Find every line in the entries below that contains the word "baseball", and copy each of those lines. Case counts, so match only that exact capitalization.

> [A run of records]:
== == ==

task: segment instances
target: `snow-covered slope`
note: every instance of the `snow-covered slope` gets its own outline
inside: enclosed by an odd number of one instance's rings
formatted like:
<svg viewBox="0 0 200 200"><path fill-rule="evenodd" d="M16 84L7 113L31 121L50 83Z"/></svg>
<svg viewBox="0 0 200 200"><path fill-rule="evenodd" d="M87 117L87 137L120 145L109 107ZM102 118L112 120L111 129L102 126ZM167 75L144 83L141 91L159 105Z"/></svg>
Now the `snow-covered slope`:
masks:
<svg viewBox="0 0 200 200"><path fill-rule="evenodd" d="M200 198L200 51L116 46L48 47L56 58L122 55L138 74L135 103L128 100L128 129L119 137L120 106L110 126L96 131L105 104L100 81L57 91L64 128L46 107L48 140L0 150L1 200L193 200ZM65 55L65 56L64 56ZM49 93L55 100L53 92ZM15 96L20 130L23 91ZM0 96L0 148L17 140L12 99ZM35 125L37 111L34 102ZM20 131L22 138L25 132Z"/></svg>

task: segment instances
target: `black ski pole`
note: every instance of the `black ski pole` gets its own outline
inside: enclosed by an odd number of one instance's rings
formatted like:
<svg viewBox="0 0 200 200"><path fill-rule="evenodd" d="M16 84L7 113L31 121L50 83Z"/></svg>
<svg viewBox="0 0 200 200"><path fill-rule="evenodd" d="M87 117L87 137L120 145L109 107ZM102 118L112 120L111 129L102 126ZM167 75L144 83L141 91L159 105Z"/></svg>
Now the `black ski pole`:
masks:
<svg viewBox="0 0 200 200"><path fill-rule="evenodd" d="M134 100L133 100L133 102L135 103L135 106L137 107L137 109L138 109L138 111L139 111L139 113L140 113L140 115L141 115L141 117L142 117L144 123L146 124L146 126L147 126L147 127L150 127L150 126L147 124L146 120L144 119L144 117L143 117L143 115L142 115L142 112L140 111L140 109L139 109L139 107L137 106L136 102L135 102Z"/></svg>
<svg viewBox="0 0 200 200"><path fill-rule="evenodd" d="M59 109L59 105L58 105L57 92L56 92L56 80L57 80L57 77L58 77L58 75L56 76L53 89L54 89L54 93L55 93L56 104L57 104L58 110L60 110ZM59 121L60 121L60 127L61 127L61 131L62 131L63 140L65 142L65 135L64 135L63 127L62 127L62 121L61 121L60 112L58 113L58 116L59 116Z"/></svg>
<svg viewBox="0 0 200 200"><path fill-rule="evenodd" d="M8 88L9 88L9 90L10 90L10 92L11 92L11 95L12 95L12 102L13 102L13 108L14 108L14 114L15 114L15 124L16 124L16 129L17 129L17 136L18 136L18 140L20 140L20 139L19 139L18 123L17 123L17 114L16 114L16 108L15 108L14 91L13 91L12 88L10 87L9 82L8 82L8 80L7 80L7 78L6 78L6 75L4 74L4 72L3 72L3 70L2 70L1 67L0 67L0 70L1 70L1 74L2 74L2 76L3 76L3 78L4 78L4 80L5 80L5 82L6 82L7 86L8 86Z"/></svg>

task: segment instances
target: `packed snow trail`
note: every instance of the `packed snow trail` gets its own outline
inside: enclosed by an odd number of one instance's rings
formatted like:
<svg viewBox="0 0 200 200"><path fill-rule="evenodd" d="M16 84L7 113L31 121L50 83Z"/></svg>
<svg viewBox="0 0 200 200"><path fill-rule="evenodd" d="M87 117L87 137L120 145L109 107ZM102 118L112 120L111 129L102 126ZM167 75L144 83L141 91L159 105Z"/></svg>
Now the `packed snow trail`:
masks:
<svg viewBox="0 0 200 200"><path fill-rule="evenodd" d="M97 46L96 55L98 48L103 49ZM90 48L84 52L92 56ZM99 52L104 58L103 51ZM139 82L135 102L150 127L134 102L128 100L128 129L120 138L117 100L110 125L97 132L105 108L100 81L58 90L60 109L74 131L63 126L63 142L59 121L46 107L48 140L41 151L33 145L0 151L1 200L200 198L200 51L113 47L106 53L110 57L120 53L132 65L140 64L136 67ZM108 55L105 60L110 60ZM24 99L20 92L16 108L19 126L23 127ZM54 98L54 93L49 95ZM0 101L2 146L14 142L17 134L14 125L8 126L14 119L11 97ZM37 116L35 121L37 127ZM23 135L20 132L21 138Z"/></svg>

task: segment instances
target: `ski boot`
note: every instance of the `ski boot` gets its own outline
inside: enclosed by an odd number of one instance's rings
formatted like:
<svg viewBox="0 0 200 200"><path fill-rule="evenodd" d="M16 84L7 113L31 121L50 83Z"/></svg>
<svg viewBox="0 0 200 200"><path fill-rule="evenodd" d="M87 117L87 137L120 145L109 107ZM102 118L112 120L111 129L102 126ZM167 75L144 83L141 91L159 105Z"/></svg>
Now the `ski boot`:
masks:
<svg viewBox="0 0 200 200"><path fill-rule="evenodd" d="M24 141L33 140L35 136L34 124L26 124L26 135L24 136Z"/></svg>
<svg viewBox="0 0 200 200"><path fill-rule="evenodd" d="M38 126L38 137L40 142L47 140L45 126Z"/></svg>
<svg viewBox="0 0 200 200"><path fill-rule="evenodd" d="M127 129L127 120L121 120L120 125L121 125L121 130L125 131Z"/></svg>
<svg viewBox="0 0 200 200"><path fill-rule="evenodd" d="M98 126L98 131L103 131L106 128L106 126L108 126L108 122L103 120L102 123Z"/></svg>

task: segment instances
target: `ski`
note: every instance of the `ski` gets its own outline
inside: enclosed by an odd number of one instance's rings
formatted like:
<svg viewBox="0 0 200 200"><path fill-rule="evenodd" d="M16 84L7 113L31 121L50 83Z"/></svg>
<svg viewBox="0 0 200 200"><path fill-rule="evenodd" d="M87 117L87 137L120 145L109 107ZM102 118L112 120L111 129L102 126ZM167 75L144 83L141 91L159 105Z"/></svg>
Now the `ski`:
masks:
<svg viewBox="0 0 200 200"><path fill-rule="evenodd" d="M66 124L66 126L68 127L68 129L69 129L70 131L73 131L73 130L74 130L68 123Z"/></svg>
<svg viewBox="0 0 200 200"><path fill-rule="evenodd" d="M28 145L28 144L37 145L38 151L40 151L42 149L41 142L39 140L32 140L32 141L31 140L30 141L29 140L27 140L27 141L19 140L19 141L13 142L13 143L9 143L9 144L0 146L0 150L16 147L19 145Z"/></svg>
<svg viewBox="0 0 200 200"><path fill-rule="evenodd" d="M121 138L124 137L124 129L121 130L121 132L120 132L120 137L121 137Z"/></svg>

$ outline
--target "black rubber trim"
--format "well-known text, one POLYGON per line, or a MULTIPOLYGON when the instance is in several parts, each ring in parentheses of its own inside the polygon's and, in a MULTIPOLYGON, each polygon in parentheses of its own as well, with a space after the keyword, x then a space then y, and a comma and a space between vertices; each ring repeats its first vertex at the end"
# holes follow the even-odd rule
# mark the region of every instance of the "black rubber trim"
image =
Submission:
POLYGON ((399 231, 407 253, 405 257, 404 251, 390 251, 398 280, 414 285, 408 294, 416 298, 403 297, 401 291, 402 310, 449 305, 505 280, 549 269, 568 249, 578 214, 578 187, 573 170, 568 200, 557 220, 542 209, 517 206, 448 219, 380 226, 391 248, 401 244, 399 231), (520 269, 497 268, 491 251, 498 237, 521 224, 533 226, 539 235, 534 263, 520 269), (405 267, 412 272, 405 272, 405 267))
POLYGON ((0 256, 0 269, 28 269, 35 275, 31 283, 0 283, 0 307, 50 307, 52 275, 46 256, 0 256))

== == ==

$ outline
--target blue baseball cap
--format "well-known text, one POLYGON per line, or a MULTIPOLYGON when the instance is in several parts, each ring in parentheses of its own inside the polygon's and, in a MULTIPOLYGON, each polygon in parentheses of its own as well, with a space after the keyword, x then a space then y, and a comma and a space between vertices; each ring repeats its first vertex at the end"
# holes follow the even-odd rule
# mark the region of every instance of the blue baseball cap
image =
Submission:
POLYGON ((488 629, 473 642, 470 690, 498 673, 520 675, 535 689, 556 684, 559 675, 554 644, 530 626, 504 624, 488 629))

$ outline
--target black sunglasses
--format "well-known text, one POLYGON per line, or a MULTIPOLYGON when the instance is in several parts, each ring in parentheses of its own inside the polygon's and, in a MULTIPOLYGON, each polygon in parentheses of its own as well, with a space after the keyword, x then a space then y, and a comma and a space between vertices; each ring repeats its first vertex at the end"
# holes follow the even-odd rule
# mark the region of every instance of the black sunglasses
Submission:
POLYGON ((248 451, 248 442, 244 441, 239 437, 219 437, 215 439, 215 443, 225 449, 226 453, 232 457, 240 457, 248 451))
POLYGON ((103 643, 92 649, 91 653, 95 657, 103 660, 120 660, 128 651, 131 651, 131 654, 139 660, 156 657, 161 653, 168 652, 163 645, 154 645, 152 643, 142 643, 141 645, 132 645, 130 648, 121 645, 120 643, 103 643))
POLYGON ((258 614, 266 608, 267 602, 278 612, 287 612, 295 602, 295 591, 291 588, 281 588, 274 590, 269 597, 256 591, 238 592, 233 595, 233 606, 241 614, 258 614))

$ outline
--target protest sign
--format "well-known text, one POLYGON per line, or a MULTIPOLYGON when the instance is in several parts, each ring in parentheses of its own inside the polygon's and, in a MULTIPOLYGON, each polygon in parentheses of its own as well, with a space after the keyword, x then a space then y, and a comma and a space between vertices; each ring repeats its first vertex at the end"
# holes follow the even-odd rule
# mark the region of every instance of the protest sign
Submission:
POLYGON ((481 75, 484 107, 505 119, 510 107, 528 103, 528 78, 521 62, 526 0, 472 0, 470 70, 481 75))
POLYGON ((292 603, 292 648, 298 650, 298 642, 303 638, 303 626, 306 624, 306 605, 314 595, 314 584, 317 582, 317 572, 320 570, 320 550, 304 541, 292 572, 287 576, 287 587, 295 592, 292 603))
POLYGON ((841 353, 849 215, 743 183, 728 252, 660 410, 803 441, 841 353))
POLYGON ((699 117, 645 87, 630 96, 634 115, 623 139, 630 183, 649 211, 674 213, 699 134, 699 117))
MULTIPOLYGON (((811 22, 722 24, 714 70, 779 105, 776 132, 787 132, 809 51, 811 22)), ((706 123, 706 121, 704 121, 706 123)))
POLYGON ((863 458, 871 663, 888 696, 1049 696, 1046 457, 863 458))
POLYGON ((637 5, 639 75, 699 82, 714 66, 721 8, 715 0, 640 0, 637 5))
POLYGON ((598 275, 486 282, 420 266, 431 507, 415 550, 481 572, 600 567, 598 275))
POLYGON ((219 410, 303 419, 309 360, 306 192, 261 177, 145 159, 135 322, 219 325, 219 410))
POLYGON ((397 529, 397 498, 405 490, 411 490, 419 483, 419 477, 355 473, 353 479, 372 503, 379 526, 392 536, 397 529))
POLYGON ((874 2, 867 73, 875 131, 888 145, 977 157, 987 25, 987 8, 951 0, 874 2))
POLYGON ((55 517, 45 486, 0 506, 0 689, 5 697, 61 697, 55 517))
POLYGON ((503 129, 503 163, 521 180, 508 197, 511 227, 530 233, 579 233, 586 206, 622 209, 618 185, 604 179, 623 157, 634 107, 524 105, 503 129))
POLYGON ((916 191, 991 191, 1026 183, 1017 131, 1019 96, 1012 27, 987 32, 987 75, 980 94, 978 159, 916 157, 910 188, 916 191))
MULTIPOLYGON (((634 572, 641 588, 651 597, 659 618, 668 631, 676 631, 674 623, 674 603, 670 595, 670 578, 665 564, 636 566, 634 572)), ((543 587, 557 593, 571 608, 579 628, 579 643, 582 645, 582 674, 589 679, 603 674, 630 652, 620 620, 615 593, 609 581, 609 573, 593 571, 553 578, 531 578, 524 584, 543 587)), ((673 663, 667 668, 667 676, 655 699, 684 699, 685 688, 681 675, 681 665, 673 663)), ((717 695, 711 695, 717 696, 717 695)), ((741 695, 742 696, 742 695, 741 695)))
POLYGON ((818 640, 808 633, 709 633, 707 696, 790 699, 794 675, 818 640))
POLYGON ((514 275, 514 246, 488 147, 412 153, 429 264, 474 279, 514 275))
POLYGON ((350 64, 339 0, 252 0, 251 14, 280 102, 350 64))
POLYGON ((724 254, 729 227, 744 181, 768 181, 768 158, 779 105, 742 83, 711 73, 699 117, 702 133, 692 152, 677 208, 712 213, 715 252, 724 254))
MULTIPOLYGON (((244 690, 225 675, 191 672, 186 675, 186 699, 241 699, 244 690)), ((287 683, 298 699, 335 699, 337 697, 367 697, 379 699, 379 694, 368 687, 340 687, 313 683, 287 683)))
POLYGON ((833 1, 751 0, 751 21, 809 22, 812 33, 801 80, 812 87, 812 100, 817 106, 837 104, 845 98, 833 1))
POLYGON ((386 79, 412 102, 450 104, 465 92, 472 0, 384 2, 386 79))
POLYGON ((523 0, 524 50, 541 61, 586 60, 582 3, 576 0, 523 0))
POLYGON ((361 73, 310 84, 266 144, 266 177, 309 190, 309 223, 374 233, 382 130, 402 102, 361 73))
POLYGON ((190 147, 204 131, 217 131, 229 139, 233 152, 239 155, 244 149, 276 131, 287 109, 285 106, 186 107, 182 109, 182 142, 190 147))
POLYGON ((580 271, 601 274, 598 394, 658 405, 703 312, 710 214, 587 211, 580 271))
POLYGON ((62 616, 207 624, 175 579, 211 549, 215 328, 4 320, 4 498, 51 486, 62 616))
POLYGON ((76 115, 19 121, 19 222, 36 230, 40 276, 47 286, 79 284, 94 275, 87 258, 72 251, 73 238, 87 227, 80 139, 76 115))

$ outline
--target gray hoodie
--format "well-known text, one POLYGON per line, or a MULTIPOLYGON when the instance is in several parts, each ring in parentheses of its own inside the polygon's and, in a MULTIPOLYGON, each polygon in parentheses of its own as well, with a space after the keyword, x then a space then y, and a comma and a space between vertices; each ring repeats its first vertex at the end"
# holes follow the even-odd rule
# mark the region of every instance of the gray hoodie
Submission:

== == ==

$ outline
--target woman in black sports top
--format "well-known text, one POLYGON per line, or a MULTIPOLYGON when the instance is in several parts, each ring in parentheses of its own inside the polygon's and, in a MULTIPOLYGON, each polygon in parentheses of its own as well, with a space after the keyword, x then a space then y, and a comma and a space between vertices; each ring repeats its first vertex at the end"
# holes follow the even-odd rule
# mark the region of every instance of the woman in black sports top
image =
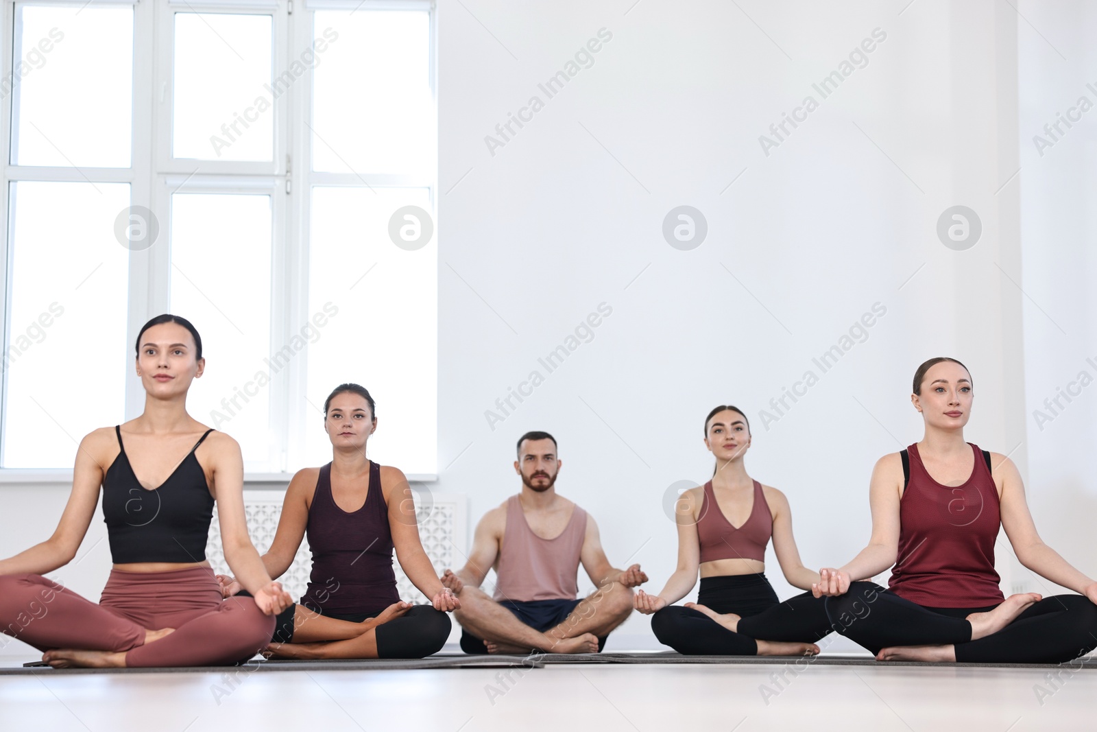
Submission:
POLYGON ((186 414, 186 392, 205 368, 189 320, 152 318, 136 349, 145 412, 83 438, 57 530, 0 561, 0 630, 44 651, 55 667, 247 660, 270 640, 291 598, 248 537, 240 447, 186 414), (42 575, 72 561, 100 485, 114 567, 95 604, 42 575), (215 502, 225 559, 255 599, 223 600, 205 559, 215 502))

== == ==

> [Result of this task]:
--target blue baseball cap
# mark the region of every instance of the blue baseball cap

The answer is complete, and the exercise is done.